Text section:

According to a press release sent out by the American Indian Alaskan Native Tourism Association, Board President Sherry L. Rupert, testified before the House Subcommittee on Indian, Insular and Alaskan Native Affairs last week, on the current and potential economic impact in both the United States and in Indian Country. She also spoke in support of the NATIVE Act, emphasizing the economic and social benefits of tribal tourism.

“The NATIVE Act will empower Native American communities through increased coordination and collaboration between tribes and federal tourism assets,” said Rupert. “This will, in turn, expand heritage and cultural tourism opportunities and expand the U.S. tourism industry and its market share of global tourism.”

The Act was introduced by Representative Markwayne Mullin of Oklahoma in the House and Senator Brian Schatz in the Senate to enhance and integrate Native American tourism, empower Native American communities, increase coordination and collaboration between Federal tourism assets, and expand heritage and cultural tourism opportunities in the United States.

AIANTA also submitted written testimony focusing on the potential of Indian Country tourism and all that the association is doing to embrace and enhance those opportunities for tribes across the country.

Exercise requirements:
1. Answer these from the NATIVE Act passage:
(a) Who introduced the Act in the Senate?
(b) Before which subcommittee did Rupert testify?
(c) What did AIANTA's written testimony focus on?
2. Decide whether each statement agrees with the NATIVE Act passage, answering yes or no and quoting the words that settle it:
(a) Markwayne Mullin is a representative from Oklahoma.
(b) Rupert testified against the NATIVE Act.
(c) Rupert's testimony took place last month.
3. Duplicate the text of the NATIVE Act passage between "According to a" and "of tribal tourism.", inclusive.
The point localization data that follow are separate material, unrelated to the NATIVE Act passage.

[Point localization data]
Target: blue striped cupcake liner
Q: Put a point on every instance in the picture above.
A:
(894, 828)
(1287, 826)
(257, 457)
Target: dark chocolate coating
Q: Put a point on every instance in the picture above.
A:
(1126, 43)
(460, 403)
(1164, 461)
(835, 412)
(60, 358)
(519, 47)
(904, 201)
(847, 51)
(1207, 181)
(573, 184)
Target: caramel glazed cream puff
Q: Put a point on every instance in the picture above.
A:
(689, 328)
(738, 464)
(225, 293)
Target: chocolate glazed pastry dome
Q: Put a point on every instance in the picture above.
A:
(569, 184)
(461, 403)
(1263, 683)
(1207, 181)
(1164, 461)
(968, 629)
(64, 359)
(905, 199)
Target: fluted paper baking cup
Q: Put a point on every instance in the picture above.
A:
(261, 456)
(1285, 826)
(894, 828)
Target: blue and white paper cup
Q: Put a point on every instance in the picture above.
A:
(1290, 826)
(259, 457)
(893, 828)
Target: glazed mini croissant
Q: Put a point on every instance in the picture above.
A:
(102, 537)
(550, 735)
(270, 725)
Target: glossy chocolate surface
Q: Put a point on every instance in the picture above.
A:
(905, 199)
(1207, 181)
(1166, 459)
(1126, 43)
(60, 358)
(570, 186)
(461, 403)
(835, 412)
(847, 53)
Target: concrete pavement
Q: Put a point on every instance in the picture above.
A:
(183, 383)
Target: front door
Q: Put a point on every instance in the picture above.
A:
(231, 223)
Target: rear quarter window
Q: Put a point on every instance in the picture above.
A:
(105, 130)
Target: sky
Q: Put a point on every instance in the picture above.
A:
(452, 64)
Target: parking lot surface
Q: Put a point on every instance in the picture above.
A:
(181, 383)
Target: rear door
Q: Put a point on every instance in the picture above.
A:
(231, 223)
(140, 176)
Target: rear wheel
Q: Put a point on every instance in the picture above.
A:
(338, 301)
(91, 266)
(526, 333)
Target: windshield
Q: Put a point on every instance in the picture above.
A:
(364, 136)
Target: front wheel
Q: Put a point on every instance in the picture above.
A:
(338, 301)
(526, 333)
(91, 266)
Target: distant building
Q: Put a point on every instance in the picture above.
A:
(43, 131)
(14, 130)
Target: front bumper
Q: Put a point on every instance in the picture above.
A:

Outputs by task:
1.
(a) Senator Brian Schatz.
(b) The House Subcommittee on Indian, Insular and Alaskan Native Affairs.
(c) The potential of Indian Country tourism and all that the association is doing to embrace and enhance those opportunities for tribes across the country.

2.
(a) Yes: "Representative Markwayne Mullin of Oklahoma"
(b) No: "She also spoke in support of the NATIVE Act"
(c) No: "testified before the House Subcommittee on Indian, Insular and Alaskan Native Affairs last week"

3.
According to a press release sent out by the American Indian Alaskan Native Tourism Association, Board President Sherry L. Rupert, testified before the House Subcommittee on Indian, Insular and Alaskan Native Affairs last week, on the current and potential economic impact in both the United States and in Indian Country. She also spoke in support of the NATIVE Act, emphasizing the economic and social benefits of tribal tourism.